▶ **What to produce**
The reply must repeat the listing below exactly and carry none of its pictures.

■ ■ ■ ■ ■

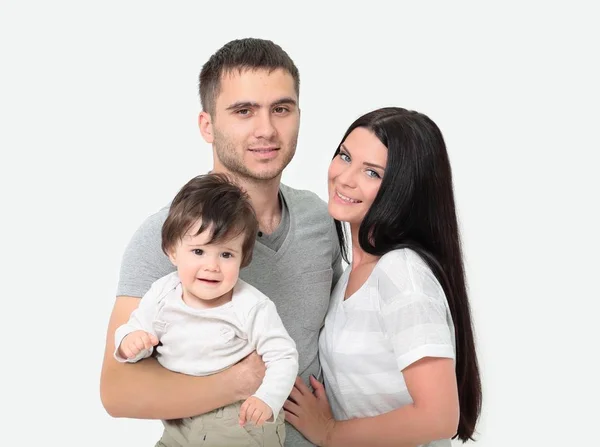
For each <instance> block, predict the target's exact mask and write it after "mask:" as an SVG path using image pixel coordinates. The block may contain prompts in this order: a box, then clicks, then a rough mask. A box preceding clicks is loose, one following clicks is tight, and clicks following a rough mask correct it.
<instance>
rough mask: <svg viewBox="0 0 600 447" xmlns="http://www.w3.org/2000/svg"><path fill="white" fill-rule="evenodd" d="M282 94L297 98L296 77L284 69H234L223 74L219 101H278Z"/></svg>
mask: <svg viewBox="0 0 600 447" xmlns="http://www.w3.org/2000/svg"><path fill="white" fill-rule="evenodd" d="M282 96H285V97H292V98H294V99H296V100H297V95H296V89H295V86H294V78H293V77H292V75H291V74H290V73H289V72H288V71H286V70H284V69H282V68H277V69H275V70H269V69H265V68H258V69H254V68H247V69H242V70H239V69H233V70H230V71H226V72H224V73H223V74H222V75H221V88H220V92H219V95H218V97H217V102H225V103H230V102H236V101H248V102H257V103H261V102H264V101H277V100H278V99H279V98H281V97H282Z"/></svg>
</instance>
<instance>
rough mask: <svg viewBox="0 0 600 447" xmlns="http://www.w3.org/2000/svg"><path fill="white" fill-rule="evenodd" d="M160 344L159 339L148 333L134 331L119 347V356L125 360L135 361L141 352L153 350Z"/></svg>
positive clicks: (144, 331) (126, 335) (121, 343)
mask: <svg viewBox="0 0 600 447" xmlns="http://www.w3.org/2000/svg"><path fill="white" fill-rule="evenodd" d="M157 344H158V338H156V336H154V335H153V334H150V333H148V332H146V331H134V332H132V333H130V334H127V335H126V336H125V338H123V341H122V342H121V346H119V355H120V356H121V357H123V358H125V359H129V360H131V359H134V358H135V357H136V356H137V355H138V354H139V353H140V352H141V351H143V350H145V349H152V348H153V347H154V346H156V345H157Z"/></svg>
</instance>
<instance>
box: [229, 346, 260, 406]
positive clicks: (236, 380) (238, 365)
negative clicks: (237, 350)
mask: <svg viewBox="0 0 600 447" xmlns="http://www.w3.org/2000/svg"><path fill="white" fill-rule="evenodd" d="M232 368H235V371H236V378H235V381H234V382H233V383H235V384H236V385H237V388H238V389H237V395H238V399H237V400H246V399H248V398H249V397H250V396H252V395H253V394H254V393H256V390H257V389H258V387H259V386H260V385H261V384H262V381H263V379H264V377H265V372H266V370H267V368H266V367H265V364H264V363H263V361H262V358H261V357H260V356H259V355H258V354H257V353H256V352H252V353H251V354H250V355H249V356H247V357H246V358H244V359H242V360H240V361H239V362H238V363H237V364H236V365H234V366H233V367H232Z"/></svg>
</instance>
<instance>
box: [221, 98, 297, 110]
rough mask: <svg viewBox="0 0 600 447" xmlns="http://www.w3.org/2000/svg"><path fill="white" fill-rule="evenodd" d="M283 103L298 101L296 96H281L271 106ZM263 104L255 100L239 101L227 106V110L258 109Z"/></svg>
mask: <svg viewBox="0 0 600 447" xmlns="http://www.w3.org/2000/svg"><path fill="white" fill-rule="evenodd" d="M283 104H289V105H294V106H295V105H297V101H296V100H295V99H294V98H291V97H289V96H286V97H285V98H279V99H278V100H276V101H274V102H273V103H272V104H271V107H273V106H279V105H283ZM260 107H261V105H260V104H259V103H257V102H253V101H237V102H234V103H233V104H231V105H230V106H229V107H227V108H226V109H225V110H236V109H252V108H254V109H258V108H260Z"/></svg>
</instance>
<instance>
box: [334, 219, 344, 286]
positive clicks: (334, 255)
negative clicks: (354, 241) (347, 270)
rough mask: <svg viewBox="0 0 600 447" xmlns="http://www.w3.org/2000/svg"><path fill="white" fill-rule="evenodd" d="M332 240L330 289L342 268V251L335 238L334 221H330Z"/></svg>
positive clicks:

■ ■ ■ ■ ■

▶ **Written reply**
For each <instance> block, predict the target's exact mask and write it after "mask:" as an SVG path using image pixel coordinates. The block may contain prompts in this order: a box, then clicks, then a rough mask. A box preceding clicks is loose, one following clicks is tight, and clicks following a rough mask correct it.
<instance>
rough mask: <svg viewBox="0 0 600 447" xmlns="http://www.w3.org/2000/svg"><path fill="white" fill-rule="evenodd" d="M282 94L297 98L296 77L284 69H234L223 74L219 101H278Z"/></svg>
mask: <svg viewBox="0 0 600 447" xmlns="http://www.w3.org/2000/svg"><path fill="white" fill-rule="evenodd" d="M282 96H285V97H292V98H294V99H296V100H297V95H296V89H295V86H294V78H293V77H292V75H291V74H290V73H289V72H288V71H286V70H284V69H282V68H277V69H275V70H269V69H265V68H258V69H254V68H247V69H242V70H239V69H233V70H230V71H226V72H224V73H223V74H222V75H221V88H220V92H219V95H218V97H217V102H225V103H230V102H236V101H248V102H257V103H261V102H264V101H277V100H278V99H279V98H281V97H282Z"/></svg>
</instance>
<instance>
rough mask: <svg viewBox="0 0 600 447" xmlns="http://www.w3.org/2000/svg"><path fill="white" fill-rule="evenodd" d="M160 344L159 339L148 333L134 331L119 347V356L125 360L135 361L141 352L153 350Z"/></svg>
positive clicks: (144, 331) (126, 335) (121, 343)
mask: <svg viewBox="0 0 600 447" xmlns="http://www.w3.org/2000/svg"><path fill="white" fill-rule="evenodd" d="M157 344H158V338H156V336H154V335H153V334H150V333H148V332H146V331H134V332H132V333H130V334H127V335H126V336H125V338H123V341H122V342H121V346H119V355H120V356H121V357H123V358H125V359H129V360H131V359H134V358H135V357H136V356H137V355H138V354H139V353H140V352H141V351H143V350H145V349H152V348H153V347H154V346H156V345H157Z"/></svg>
</instance>
<instance>
box: [229, 346, 260, 406]
positive clicks: (236, 380) (238, 365)
negative clicks: (237, 350)
mask: <svg viewBox="0 0 600 447" xmlns="http://www.w3.org/2000/svg"><path fill="white" fill-rule="evenodd" d="M232 368H235V371H236V378H235V381H234V382H233V383H235V384H236V385H237V388H238V389H237V395H238V399H237V400H246V399H248V398H249V397H250V396H252V395H253V394H254V393H256V390H257V389H258V387H259V386H260V385H261V384H262V381H263V379H264V377H265V372H266V370H267V368H266V367H265V364H264V363H263V361H262V358H261V357H260V356H259V355H258V354H257V353H256V352H252V353H251V354H250V355H249V356H247V357H246V358H244V359H242V360H240V361H239V362H238V363H237V364H236V365H234V366H233V367H232Z"/></svg>
</instance>
<instance>
box: [221, 98, 297, 110]
rough mask: <svg viewBox="0 0 600 447" xmlns="http://www.w3.org/2000/svg"><path fill="white" fill-rule="evenodd" d="M283 103L298 101L296 96H281L271 106ZM263 104L255 100L239 101L227 106V110L258 109Z"/></svg>
mask: <svg viewBox="0 0 600 447" xmlns="http://www.w3.org/2000/svg"><path fill="white" fill-rule="evenodd" d="M283 104H289V105H294V106H295V105H297V101H296V100H295V99H294V98H291V97H289V96H286V97H285V98H279V99H278V100H276V101H274V102H273V103H272V104H271V107H273V106H279V105H283ZM260 107H261V105H260V104H259V103H257V102H253V101H237V102H234V103H233V104H231V105H230V106H229V107H227V108H226V109H225V110H236V109H252V108H254V109H258V108H260Z"/></svg>
</instance>
<instance>
box: [334, 219, 344, 286]
positive clicks: (334, 255)
negative clicks: (354, 241) (347, 270)
rough mask: <svg viewBox="0 0 600 447" xmlns="http://www.w3.org/2000/svg"><path fill="white" fill-rule="evenodd" d="M332 240L330 289L342 268V251L335 238L334 221H330Z"/></svg>
positive clicks:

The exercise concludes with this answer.